TASK TO CARRY OUT: Starting with the first line and ending with the line that holds "positive clicks: (93, 104) (97, 34) (102, 97)", repeat the material exactly.

AVAILABLE DATA:
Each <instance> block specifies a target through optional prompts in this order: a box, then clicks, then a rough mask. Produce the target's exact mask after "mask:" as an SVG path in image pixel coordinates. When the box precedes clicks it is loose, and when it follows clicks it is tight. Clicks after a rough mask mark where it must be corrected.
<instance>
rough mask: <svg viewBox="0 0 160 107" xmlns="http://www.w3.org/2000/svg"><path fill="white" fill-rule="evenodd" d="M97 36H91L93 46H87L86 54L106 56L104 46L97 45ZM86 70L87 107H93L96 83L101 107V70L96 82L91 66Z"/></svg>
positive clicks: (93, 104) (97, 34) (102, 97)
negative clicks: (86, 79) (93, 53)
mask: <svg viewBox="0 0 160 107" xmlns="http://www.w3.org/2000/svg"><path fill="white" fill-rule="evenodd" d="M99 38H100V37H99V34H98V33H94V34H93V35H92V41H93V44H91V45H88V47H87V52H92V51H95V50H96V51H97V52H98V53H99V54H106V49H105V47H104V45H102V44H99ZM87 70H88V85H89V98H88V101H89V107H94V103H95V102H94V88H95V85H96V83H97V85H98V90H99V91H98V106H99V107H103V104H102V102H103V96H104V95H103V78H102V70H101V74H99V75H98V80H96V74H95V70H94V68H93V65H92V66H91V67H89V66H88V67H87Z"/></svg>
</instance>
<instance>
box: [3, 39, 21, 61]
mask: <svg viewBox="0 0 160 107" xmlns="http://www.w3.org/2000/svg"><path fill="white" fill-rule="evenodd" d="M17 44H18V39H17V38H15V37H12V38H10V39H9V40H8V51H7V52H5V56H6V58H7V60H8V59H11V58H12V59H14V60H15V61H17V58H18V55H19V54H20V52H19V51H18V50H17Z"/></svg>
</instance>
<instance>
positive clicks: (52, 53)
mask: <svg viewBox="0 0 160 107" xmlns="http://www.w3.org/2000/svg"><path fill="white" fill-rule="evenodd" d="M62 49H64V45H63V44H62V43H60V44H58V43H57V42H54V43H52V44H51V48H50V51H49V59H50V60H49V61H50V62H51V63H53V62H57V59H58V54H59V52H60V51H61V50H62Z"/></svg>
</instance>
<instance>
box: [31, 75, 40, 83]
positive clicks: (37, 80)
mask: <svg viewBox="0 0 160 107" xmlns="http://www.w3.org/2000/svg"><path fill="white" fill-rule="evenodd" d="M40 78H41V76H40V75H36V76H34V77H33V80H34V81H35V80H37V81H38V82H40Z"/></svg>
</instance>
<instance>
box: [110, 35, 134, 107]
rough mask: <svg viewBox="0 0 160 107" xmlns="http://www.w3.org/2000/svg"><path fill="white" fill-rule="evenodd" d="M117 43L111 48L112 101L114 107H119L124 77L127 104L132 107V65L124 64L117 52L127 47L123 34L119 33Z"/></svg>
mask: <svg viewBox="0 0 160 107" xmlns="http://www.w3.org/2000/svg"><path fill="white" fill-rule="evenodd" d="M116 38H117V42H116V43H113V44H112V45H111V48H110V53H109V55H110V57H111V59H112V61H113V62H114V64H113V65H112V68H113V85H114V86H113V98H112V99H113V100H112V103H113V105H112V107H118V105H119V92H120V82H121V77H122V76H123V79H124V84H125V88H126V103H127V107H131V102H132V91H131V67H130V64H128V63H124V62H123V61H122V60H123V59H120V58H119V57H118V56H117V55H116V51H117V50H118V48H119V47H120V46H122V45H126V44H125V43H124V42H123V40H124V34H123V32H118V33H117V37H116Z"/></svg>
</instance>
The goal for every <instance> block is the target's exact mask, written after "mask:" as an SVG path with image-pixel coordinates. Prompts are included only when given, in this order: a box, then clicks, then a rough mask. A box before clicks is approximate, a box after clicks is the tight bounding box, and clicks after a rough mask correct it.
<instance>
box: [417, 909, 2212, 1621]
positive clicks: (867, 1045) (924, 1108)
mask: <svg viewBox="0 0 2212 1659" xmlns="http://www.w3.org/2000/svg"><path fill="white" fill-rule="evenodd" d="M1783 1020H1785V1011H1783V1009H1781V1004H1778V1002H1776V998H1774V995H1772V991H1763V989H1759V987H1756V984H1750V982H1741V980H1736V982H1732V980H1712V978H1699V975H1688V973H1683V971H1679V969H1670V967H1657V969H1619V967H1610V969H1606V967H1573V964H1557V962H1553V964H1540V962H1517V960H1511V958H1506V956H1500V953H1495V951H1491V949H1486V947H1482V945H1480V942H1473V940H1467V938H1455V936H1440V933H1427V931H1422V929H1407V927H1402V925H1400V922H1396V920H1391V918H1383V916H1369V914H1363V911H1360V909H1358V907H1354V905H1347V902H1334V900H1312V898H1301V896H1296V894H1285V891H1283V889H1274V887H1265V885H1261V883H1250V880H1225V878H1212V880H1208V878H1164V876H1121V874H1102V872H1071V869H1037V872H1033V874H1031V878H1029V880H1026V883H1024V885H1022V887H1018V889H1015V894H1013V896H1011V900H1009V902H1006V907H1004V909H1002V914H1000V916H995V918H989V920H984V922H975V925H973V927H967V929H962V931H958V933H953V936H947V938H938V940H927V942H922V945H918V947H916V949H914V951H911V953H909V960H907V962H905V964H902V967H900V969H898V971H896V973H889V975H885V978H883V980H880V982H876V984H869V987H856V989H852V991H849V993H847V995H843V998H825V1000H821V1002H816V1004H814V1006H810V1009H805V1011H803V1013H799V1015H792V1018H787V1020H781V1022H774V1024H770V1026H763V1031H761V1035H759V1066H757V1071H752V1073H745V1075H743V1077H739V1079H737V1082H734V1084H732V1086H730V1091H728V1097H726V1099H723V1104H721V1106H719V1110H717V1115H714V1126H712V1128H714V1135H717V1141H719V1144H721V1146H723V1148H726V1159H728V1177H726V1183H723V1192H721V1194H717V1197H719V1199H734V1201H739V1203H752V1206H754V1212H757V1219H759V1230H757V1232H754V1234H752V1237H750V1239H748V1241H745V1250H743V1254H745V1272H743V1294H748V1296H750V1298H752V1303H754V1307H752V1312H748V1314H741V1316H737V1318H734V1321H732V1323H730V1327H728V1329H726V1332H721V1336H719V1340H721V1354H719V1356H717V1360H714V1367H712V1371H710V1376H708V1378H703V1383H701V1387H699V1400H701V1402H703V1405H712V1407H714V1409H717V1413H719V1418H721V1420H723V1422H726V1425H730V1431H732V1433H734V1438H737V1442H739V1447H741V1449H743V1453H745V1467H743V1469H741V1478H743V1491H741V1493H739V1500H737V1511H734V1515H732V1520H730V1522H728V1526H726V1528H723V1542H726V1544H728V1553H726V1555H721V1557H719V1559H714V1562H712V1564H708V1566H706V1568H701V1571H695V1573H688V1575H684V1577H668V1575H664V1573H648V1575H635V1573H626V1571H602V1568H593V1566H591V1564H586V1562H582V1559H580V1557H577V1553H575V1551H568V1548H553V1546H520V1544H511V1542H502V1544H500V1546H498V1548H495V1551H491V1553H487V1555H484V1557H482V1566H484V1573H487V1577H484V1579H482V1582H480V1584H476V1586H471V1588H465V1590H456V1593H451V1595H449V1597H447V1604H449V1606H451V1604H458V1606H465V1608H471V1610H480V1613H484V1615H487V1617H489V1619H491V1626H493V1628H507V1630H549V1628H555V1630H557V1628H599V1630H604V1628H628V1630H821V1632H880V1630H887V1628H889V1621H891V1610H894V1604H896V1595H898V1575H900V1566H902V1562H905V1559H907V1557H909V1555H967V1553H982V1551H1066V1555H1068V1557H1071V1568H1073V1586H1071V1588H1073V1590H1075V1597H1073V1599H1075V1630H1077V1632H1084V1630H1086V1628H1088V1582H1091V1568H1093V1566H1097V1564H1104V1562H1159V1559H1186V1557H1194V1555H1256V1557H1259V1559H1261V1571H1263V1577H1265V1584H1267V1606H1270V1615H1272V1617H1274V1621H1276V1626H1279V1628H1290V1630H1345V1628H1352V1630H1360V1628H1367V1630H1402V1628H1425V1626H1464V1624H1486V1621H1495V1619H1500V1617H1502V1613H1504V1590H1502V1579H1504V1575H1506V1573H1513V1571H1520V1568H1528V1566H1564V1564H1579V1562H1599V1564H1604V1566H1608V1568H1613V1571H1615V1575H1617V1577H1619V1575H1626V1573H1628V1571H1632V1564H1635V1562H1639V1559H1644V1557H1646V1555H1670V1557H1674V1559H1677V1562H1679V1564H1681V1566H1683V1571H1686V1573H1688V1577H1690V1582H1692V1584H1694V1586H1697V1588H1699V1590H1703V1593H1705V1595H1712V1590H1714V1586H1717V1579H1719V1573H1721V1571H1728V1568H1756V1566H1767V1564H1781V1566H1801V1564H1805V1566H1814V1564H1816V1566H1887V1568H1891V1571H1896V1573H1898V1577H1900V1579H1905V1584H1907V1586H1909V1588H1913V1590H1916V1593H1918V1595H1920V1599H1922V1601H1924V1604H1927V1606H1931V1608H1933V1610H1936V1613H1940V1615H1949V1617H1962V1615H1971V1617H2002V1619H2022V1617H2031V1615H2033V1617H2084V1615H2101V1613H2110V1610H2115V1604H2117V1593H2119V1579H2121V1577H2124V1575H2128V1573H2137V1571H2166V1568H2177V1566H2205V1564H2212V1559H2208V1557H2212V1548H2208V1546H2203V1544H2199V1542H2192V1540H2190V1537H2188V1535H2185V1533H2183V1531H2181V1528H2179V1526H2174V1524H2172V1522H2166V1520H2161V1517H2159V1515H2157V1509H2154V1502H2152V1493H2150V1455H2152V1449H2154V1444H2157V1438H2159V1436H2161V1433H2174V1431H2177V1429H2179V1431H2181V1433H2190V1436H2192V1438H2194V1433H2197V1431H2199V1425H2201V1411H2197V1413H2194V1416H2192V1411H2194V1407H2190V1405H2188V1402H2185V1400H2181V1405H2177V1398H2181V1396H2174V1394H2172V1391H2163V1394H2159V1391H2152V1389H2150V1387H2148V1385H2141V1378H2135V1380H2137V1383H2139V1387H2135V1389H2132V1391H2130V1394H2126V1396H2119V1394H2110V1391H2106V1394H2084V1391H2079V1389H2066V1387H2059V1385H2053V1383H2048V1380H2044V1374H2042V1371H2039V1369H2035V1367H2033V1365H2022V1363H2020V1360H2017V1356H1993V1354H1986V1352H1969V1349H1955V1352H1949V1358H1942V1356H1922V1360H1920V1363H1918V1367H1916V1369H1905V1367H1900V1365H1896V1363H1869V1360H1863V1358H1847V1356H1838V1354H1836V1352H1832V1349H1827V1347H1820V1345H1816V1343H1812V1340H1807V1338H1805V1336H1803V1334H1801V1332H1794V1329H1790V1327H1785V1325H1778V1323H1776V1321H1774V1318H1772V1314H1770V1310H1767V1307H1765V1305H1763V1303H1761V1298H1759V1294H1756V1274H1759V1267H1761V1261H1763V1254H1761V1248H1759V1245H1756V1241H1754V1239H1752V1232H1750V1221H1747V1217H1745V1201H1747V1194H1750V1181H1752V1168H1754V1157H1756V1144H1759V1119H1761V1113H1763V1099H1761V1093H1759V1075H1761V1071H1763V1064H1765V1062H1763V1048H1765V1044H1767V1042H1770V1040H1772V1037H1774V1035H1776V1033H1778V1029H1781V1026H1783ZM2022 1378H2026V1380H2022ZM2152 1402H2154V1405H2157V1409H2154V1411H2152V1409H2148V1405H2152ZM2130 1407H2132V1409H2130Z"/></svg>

RESPONSE AREA:
Each <instance> block specifies a target through optional prompts in this order: a box, then clicks, then a rough mask. Produce the target's exact mask after "mask:" as an SVG path in image pixel coordinates. When the box precedes clicks it is loose, and when it follows clicks it is tight. Clicks after a rough mask mark where it must be corrected.
<instance>
rough mask: <svg viewBox="0 0 160 107" xmlns="http://www.w3.org/2000/svg"><path fill="white" fill-rule="evenodd" d="M97 36H91L93 46H87L86 54L106 56L104 46L97 45ZM86 70L87 107H93L96 83L101 107V70L96 82L91 66Z"/></svg>
positive clicks: (93, 104) (97, 34) (102, 97)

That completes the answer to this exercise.